*Problem requirements*
What is needed is an exact reproduction of the lines in the records below, starting at the line with "Annotation guideline: for every instance of the roof gutter, put" and ending at the line with "Annotation guideline: for every instance of the entrance", both included, and nothing else; pictures stay out.

*Recorded data*
----

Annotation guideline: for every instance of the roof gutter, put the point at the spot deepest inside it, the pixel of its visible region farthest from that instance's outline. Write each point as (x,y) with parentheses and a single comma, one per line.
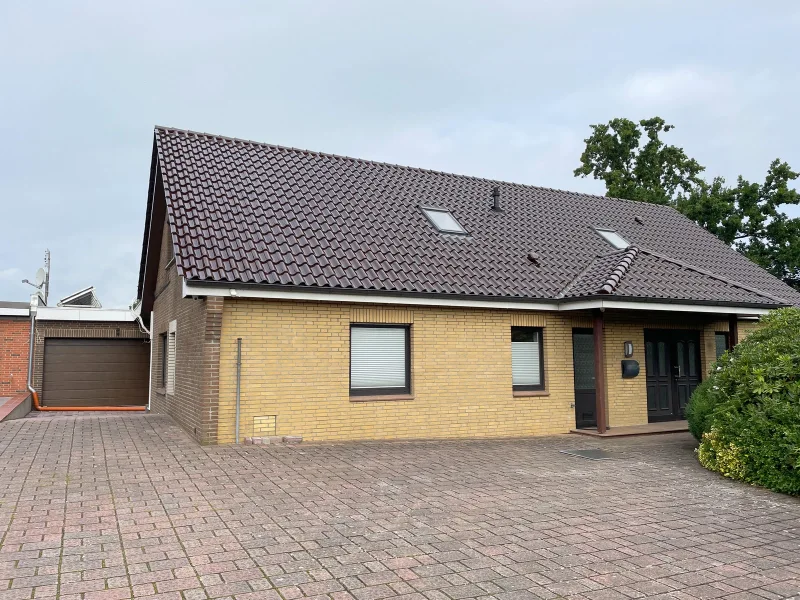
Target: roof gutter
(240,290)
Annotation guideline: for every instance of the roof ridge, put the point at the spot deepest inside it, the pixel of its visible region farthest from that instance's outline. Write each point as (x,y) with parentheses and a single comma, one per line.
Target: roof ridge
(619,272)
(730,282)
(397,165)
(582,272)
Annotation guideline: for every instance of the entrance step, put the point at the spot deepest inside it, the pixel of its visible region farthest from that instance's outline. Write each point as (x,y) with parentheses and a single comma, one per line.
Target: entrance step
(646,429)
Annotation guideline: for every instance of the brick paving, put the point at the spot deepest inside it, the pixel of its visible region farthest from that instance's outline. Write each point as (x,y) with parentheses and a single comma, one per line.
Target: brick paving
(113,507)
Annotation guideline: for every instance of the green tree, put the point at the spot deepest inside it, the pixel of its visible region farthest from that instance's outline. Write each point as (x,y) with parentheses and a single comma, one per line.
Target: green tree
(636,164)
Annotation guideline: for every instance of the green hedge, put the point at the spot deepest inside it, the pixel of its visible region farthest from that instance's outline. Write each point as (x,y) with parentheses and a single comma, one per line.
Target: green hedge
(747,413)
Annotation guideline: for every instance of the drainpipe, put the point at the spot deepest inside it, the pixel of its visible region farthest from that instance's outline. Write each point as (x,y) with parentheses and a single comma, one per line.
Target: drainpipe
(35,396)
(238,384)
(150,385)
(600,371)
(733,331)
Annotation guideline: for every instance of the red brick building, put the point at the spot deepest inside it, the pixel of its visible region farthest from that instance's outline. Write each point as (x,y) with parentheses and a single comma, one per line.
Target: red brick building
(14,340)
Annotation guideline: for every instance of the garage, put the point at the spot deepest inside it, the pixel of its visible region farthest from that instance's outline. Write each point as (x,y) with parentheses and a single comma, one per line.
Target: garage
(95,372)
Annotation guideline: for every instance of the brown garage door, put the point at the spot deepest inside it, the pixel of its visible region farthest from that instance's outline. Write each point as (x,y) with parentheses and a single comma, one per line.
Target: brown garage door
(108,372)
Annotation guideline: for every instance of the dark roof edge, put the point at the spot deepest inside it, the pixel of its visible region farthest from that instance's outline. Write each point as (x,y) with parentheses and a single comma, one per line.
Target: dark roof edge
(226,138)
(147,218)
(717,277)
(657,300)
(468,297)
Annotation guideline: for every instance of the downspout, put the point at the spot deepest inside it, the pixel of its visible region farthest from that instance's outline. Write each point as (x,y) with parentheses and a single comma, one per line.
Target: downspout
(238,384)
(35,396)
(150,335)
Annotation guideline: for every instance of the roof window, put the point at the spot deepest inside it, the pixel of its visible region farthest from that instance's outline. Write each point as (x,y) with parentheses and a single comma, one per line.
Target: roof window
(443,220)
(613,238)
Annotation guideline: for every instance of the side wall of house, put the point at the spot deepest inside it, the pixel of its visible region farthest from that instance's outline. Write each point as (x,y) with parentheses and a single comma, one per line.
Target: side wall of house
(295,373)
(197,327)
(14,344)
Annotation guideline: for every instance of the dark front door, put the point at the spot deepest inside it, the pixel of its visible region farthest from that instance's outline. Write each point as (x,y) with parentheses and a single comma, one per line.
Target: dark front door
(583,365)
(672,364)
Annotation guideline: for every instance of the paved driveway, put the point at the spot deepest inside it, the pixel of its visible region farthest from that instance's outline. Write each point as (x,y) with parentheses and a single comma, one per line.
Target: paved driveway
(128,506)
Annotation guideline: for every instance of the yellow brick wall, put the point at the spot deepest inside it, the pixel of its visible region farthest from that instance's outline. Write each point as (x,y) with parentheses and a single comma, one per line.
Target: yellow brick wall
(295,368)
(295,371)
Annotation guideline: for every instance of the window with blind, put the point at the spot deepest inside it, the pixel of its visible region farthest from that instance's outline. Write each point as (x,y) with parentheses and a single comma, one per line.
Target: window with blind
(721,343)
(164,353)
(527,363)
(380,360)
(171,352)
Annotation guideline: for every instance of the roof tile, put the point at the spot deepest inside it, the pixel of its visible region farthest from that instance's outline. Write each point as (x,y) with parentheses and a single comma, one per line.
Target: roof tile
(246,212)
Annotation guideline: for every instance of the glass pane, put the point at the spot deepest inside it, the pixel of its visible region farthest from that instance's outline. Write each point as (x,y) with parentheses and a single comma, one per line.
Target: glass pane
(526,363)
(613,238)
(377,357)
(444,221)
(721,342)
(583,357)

----

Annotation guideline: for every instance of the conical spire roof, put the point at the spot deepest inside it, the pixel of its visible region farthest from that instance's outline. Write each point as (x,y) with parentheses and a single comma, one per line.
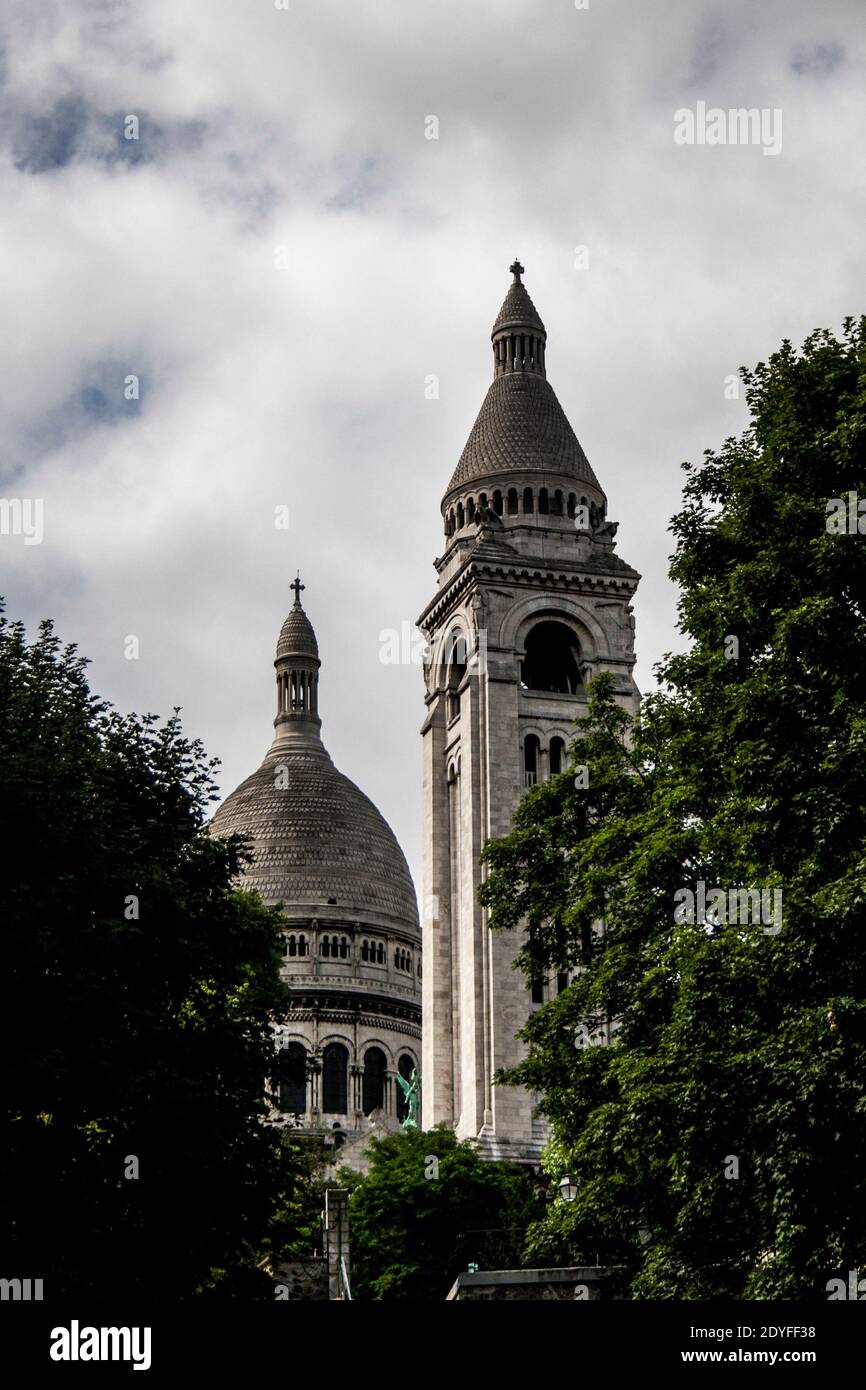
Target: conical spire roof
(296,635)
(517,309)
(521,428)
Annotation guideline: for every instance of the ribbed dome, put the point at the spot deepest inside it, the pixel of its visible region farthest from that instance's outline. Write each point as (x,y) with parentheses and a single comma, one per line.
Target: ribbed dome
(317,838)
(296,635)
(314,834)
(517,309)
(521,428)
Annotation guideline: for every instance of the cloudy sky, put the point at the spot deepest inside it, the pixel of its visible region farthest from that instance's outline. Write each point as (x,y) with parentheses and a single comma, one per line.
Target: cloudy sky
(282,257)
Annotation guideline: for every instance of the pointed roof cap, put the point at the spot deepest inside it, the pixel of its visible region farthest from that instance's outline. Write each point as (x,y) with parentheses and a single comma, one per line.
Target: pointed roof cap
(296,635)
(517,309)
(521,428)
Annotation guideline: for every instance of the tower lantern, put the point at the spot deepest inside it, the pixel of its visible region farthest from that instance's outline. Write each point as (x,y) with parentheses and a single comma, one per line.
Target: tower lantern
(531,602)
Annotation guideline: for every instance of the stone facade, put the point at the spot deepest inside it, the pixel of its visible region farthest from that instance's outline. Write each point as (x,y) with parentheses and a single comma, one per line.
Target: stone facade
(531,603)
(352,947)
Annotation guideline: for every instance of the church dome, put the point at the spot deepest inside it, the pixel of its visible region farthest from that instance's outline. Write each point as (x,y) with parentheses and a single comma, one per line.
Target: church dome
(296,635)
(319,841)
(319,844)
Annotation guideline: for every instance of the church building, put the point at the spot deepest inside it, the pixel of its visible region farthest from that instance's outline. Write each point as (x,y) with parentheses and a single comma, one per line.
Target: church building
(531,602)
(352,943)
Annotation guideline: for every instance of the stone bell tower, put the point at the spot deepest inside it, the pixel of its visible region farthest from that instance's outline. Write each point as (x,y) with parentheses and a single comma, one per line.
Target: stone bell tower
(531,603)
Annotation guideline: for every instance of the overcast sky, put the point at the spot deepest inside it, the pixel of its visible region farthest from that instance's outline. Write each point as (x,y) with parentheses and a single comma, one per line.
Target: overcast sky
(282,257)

----

*Expected output*
Annotation guideline: for every instance of the roof gutter, put the point at the spot deepest inside it, the pixel of its visible region farthest from that instance's outline. Write each point as (x,y) with parentheses and a single comma, one per line.
Target: roof gutter
(240,290)
Annotation guideline: for every instance of the roof ridge, put the point at the spot deepest inside it, the pixel of its visible region farthest from that instance's outline. Write each point as (x,y) with parentheses and a single comma, one per line.
Target: roof ridge
(619,272)
(730,282)
(397,165)
(582,272)
Annotation guideline: for every instance of the entrance step, put the point at the spot deepest inside it, the pixel of its visible region farthest from that instance's outline. Write each point as (x,y) with parentheses and a single comma, one per line.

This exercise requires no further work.